→ **What you will do**:
Edit the material from the line containing "Locate the brown leather" through the line containing "[(64, 233)]", inclusive, so that "metal barrier" becomes "steel railing" and nothing else changes, then give only those lines.

→ **Records**:
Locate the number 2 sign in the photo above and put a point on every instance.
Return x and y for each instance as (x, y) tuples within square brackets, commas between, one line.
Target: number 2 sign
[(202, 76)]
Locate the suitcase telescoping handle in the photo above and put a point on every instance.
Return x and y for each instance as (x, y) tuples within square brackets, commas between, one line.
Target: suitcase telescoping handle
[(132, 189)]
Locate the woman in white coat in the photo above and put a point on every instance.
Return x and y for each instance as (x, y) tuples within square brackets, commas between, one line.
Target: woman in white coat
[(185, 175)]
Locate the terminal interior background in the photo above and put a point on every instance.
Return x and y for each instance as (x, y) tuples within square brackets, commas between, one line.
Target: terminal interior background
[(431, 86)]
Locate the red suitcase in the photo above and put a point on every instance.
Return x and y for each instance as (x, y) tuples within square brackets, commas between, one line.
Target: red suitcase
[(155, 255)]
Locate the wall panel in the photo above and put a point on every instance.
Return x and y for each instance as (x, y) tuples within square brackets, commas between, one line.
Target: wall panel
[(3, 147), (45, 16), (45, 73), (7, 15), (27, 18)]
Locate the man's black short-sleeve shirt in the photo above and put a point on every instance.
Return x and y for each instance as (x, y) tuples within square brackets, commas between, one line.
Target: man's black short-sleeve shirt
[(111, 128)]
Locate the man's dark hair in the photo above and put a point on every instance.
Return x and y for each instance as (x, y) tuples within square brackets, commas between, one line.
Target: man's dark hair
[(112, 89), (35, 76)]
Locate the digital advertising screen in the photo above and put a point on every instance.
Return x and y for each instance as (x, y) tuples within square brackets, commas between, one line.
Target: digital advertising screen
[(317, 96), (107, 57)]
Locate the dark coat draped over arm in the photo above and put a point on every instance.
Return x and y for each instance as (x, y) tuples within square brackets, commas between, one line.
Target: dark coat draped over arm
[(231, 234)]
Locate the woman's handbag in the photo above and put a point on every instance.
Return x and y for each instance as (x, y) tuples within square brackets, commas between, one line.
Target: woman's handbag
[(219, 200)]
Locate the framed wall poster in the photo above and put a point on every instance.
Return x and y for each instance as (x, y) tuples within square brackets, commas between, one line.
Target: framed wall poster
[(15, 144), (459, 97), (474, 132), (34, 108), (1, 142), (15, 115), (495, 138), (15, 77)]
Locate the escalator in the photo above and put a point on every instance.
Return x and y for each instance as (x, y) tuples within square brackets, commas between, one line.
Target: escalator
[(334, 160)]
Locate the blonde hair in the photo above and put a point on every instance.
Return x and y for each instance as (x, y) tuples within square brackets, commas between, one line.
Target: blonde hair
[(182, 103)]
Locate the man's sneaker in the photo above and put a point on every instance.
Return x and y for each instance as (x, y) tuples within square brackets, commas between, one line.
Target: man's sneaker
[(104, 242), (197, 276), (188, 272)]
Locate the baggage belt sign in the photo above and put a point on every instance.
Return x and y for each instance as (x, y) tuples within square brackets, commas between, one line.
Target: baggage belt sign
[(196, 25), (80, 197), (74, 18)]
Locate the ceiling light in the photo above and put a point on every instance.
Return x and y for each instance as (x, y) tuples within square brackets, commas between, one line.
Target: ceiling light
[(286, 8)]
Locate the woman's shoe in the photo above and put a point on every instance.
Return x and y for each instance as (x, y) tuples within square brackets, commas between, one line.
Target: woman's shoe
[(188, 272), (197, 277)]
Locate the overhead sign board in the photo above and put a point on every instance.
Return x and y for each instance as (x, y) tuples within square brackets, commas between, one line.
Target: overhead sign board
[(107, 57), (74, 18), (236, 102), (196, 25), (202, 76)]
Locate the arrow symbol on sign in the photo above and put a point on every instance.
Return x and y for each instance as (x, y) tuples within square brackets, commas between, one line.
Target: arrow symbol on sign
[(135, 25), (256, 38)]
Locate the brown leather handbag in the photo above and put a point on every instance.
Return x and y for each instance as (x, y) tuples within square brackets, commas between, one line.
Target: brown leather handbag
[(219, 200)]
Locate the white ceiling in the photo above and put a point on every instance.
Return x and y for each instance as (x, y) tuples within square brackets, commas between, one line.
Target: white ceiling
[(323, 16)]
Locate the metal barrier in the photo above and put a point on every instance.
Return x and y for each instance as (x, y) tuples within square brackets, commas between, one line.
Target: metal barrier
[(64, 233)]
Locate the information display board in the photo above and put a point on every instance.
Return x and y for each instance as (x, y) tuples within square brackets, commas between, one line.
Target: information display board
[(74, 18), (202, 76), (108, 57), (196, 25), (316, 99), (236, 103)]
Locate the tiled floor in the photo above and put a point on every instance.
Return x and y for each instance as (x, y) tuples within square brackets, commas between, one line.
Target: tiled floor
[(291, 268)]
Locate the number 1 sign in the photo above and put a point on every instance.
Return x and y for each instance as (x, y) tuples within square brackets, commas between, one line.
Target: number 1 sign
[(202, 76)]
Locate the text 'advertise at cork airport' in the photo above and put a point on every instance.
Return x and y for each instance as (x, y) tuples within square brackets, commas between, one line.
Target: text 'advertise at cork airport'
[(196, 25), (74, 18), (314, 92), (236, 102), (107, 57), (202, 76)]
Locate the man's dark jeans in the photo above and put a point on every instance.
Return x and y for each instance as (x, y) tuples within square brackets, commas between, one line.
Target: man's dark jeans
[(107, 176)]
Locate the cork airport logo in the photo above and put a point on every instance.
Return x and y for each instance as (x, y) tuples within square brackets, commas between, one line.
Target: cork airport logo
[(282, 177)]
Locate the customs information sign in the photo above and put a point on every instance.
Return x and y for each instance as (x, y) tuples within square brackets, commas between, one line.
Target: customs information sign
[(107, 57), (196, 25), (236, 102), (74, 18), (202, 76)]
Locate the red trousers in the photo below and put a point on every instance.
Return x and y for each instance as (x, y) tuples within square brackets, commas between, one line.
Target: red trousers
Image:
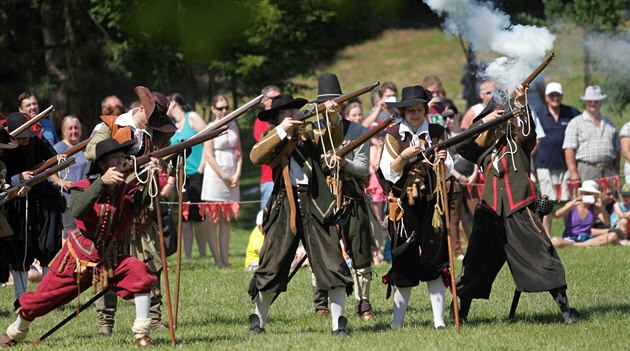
[(59, 288)]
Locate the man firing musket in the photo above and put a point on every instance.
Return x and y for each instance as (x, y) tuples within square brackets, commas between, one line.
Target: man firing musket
[(104, 207), (301, 206), (507, 227), (35, 218), (355, 219)]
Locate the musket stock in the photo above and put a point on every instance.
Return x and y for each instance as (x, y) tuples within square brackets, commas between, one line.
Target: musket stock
[(349, 147), (53, 160), (12, 192), (128, 164), (535, 73), (343, 98), (31, 121), (470, 132)]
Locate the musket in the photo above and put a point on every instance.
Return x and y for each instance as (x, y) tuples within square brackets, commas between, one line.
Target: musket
[(32, 121), (12, 192), (232, 115), (530, 78), (343, 98), (70, 317), (415, 180), (470, 132), (53, 160), (128, 164), (349, 147)]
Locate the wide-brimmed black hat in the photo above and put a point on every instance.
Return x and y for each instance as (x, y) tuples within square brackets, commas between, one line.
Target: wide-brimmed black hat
[(281, 102), (6, 140), (108, 146), (328, 87), (15, 120), (155, 106), (412, 95)]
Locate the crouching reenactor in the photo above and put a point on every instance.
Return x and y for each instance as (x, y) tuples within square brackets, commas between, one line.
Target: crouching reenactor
[(103, 208)]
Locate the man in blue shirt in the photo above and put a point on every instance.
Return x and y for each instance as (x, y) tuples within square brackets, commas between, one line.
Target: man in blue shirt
[(551, 168), (27, 103)]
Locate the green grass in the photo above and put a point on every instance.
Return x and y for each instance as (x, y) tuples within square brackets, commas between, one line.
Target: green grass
[(214, 304)]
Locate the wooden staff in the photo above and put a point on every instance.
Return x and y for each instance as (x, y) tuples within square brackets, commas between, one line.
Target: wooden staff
[(450, 246), (180, 224), (70, 317), (169, 307)]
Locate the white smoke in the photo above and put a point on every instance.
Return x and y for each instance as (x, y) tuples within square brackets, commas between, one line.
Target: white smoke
[(610, 53), (489, 31)]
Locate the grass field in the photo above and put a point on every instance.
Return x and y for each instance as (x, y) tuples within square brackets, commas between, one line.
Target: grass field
[(214, 307), (214, 304)]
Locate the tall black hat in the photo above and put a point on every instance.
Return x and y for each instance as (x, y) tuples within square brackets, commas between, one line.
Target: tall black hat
[(281, 102), (108, 146), (328, 87), (412, 95)]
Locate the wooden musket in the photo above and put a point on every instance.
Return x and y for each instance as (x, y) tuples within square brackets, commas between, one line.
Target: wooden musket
[(31, 121), (53, 160)]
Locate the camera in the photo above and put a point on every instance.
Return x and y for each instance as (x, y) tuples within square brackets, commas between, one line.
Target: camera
[(588, 199)]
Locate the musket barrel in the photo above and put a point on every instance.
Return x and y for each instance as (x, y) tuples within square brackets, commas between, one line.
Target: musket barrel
[(470, 132), (13, 191), (31, 121), (128, 164), (232, 115)]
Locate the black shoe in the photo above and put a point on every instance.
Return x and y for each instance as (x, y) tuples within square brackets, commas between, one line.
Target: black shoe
[(342, 329), (574, 317), (254, 325)]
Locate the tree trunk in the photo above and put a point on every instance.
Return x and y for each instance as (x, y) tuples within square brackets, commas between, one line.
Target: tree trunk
[(587, 57)]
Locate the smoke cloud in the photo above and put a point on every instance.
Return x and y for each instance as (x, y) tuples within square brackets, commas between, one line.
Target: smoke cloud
[(520, 49)]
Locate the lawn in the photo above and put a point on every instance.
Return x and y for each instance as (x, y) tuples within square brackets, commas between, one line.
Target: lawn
[(214, 304)]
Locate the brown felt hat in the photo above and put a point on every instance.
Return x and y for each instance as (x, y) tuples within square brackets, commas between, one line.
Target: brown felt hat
[(155, 106)]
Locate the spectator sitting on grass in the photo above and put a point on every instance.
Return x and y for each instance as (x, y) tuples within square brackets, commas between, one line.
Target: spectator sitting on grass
[(620, 218), (579, 216)]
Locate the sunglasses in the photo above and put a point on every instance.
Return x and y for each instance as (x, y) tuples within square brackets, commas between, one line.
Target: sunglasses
[(414, 110)]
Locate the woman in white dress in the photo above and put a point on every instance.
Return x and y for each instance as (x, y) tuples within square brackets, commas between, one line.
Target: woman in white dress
[(222, 164)]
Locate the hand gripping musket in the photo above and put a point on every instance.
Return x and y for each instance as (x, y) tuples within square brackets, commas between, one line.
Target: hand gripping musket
[(12, 192), (130, 164), (53, 160), (31, 121), (349, 147)]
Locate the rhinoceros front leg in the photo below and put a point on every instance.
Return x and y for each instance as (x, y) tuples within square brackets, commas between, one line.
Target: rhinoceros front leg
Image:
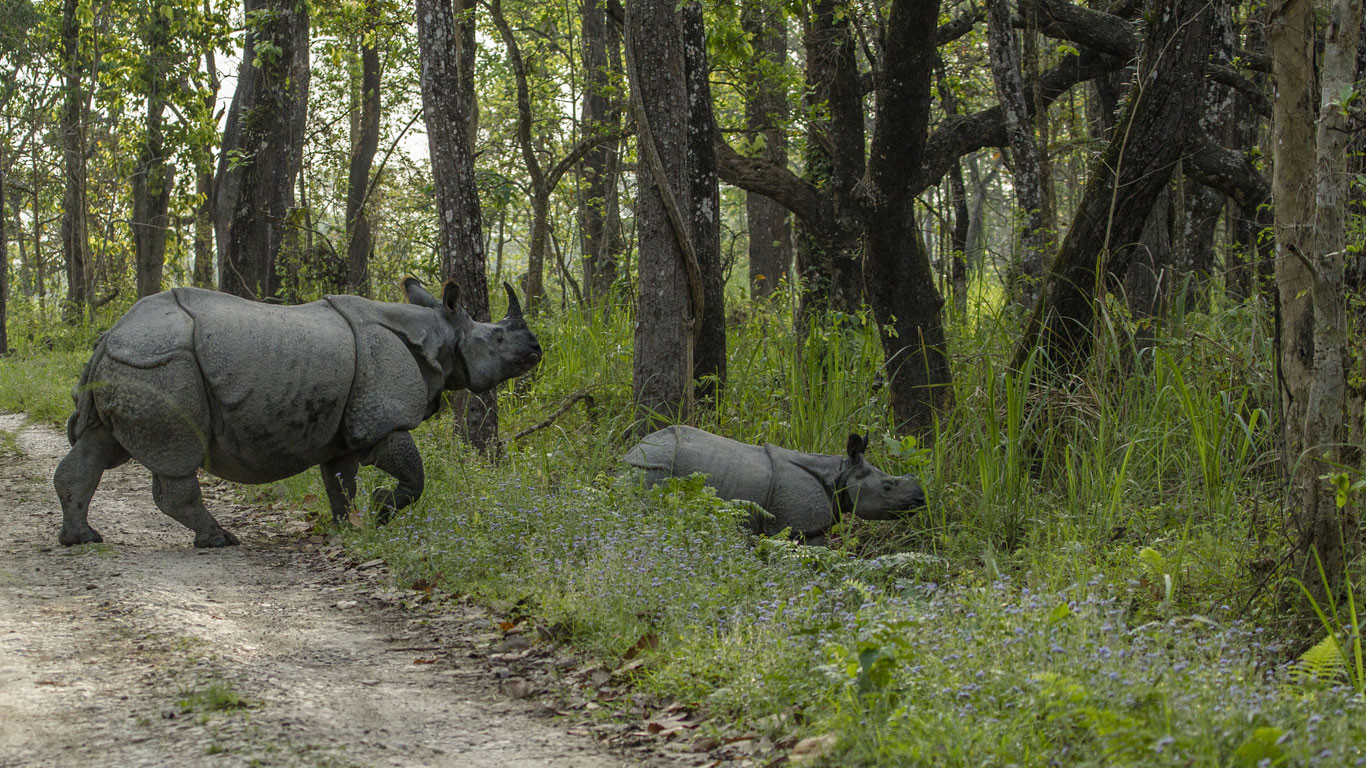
[(339, 480), (77, 477), (179, 499), (398, 455)]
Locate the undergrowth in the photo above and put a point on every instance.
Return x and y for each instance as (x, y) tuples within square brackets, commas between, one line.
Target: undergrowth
[(1090, 584)]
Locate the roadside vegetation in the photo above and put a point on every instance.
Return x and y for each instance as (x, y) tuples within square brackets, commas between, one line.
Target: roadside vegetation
[(1090, 582)]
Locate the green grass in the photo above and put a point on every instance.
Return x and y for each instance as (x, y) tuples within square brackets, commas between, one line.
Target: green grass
[(1085, 588), (216, 696)]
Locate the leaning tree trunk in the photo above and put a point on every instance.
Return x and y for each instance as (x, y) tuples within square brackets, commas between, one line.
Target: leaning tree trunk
[(75, 242), (668, 305), (704, 208), (362, 157), (1025, 152), (153, 178), (765, 111), (1310, 194), (257, 170), (445, 107), (829, 263), (898, 273), (1124, 183)]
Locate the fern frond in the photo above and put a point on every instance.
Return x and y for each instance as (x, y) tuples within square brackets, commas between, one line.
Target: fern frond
[(1324, 662)]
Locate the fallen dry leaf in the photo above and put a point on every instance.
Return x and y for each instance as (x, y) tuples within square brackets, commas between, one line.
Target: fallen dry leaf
[(813, 748), (649, 641), (517, 688)]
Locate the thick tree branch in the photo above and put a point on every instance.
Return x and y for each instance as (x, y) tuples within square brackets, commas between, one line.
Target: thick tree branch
[(772, 181), (579, 149), (1230, 77), (1228, 171), (959, 135)]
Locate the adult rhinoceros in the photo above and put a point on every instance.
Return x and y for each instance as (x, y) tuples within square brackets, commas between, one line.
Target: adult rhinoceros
[(802, 492), (254, 392)]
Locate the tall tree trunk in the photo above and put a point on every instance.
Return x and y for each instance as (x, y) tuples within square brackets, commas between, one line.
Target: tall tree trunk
[(268, 152), (765, 112), (829, 261), (445, 107), (204, 213), (704, 208), (153, 178), (1124, 183), (1247, 263), (362, 157), (1310, 194), (1355, 278), (899, 279), (4, 264), (75, 241), (668, 310), (601, 115), (958, 198), (1025, 152)]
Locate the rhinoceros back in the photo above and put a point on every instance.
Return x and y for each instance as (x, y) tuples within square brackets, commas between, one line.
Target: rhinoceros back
[(276, 377), (782, 481), (736, 470)]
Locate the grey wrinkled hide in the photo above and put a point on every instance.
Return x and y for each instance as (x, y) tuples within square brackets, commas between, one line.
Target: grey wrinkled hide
[(799, 491), (257, 392)]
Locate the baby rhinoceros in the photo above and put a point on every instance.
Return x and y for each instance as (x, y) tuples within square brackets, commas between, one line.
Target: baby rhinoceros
[(803, 492), (256, 392)]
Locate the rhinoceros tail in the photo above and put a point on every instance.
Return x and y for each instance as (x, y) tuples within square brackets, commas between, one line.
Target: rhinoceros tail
[(79, 418)]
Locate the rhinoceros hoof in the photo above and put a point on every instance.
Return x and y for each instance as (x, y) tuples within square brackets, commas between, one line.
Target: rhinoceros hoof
[(79, 536), (216, 539)]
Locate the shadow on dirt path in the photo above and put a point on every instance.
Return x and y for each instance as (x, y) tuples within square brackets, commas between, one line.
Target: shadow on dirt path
[(144, 651)]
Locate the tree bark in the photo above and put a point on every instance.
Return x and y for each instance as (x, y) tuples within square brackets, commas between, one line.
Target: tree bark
[(704, 209), (1124, 183), (765, 112), (958, 200), (445, 111), (667, 313), (364, 146), (152, 179), (204, 213), (4, 264), (828, 256), (1310, 194), (898, 273), (601, 114), (75, 241), (1025, 152), (257, 171)]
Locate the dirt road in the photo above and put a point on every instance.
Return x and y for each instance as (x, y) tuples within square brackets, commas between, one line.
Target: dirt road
[(144, 651)]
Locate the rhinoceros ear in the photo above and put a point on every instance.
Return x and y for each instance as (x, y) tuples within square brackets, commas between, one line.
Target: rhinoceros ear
[(855, 446), (451, 295), (417, 294)]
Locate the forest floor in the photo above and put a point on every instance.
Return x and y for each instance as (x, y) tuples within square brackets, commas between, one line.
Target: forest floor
[(144, 651)]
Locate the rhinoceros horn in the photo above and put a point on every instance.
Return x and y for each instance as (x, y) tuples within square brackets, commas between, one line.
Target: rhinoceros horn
[(514, 306)]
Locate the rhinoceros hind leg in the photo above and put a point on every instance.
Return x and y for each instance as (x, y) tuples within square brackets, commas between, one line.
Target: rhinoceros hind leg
[(339, 480), (78, 476), (398, 455), (179, 499)]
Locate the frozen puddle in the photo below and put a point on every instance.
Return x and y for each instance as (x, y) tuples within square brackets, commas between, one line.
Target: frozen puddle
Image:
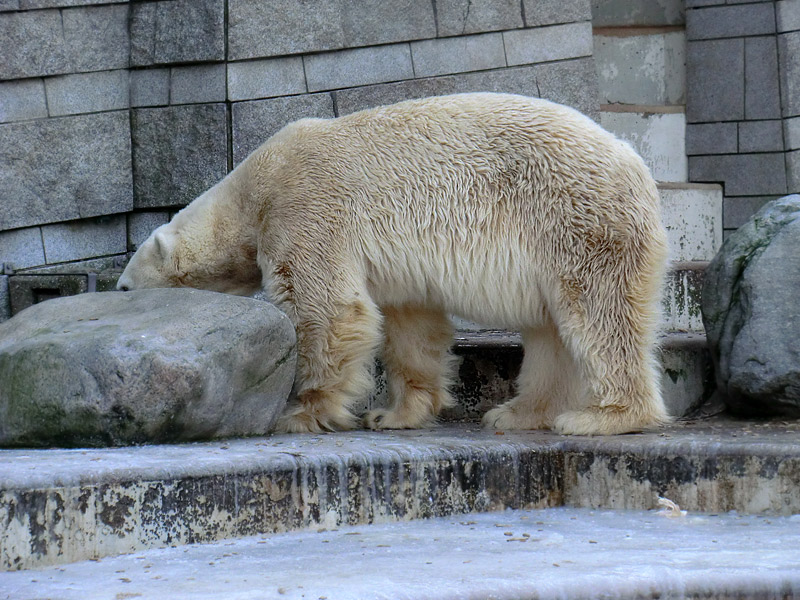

→ **Answer to the exercise**:
Locate the brown leather handbag in the photo above and put a point on every instance.
Return x and y for each instance as (x, y) tuples within square brackets, commas between, one line.
Target: brown leather handbag
[(219, 200)]
Locate the white ceiling in the photo above and put a point on every instance.
Return x and y for each instance as (x, y) tuples within square brackets, commas between, one line.
Target: white ceiling
[(323, 16)]
Locate the steel railing in the photo above and put a point on every instance.
Return x and y for each instance as (x, y) tuples within square brackets, commas between, one line.
Target: steel railing
[(64, 233)]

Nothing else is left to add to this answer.